◆ Study text
++++++++++

I was the princess of my house, any wish that I had was command for my father. I was pampered and was loved by all. My brother or my mom everybody adored me. For my grannies I was the apple of their eyes or the shinning star and they fondly called me Lakshmi of the house. We were given a very beautiful upbringing with moral values instilled in us. We were always told to support the good and stand up against the evil. Still whatever I wanted was given to me be it a new dress or permission to go for outings with friends but yes there was a code of conduct to be followed.

I had completed my masters and was working and also like any other girl of my age I was helping my mother with the household chores and trying new delicacies on my family members, life was bliss. My parents wanted me to get married and were finding the best suitor to tie the knots. Finally they liked a boy and asked me to meet him. We liked each other and tied the knots. On the D-day we were blessed by all and the elders members had only one blessing for us “may god bless you with a baby boy”. I was embarrassed but never understood why a baby boy. Nevertheless life moved on then I broke the big news to my family that I am pregnant.

We all were elated and had beautiful plans in our mind. Just as the first trimester was about to end an elderly lady came and started discussing about the medicines that have no medical clarification associated to them but had super natural powers and could help me deliver a baby boy. I was shocked how could someone even discuss these things. I had always read about female foeticide but thought that these were practices done by the uneducated or the lower sections of the society. I was zapped and worried about the scenario. I discussed this situation with my husband and he assured that he loves the baby and me very much, irrespective of the gender of baby.

++++++++++

◆ Required actions
1/ Check three statements against the account and answer yes or no to each, quoting the words that decide it: (a) The writer's grandmothers called the writer Lakshmi of the house. (b) The writer and the suitor chosen by the parents did not like each other. (c) The husband said he would love the baby only if it were a boy.
2/ Reproduce everything in the account from "We all were" down to "gender of baby.".

◆ Data below

++++++++++

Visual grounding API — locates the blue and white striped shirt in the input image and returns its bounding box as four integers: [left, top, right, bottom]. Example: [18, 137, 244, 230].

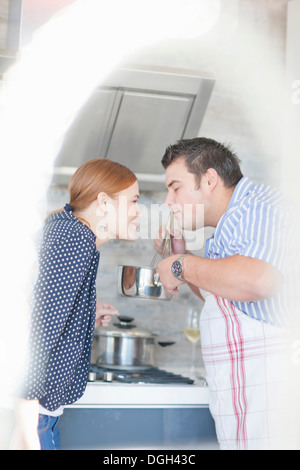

++++++++++

◆ Solution set
1/
(a) Yes: "they fondly called me Lakshmi of the house"
(b) No: "We liked each other and tied the knots."
(c) No: "he loves the baby and me very much, irrespective of the gender of baby."

2/
We all were elated and had beautiful plans in our mind. Just as the first trimester was about to end an elderly lady came and started discussing about the medicines that have no medical clarification associated to them but had super natural powers and could help me deliver a baby boy. I was shocked how could someone even discuss these things. I had always read about female foeticide but thought that these were practices done by the uneducated or the lower sections of the society. I was zapped and worried about the scenario. I discussed this situation with my husband and he assured that he loves the baby and me very much, irrespective of the gender of baby.